_Exercise requirements:_
Below are lines of data, and only some are wanted. Please repeat exactly those from the line that has "Given the photograph above, your goal is to find every forest" through the line that has "Given the photograph above, your goal is to find every fallen".

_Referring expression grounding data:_
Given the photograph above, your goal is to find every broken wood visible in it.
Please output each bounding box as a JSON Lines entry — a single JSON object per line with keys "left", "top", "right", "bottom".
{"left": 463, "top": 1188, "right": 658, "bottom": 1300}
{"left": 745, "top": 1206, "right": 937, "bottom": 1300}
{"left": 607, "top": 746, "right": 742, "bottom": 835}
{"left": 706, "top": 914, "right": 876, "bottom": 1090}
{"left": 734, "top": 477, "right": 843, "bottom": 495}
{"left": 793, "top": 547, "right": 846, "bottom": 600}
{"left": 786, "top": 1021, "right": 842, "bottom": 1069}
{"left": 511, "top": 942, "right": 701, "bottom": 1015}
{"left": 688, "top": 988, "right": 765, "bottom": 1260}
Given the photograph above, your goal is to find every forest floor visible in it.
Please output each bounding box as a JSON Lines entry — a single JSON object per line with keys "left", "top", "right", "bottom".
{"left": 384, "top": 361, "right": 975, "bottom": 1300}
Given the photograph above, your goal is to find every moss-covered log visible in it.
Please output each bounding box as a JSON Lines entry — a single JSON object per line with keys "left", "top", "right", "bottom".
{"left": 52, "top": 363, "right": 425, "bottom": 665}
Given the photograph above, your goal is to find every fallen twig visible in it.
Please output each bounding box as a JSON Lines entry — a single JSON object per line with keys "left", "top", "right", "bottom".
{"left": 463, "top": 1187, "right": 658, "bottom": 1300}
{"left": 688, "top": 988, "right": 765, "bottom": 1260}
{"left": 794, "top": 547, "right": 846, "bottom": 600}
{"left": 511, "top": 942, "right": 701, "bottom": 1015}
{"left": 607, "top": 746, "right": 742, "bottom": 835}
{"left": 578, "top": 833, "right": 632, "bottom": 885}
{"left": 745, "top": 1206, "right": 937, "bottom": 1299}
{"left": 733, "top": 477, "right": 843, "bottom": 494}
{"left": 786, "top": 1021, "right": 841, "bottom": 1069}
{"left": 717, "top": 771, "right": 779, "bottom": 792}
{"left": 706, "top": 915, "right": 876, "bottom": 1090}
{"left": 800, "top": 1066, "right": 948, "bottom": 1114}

_Exercise output:_
Given the photograph above, your goal is to find every forest floor visible in it.
Please output each bounding box as a JSON Lines entry — a single JSON object per line with keys "left", "top", "right", "bottom".
{"left": 384, "top": 361, "right": 975, "bottom": 1300}
Given the photograph above, your goal is to find every moss-covered log visible in it.
Please output each bounding box as a JSON Lines entry — a single JSON object per line with keys "left", "top", "right", "bottom".
{"left": 52, "top": 363, "right": 425, "bottom": 665}
Given the photograph above, your goal is to find every fallen twig visible in it.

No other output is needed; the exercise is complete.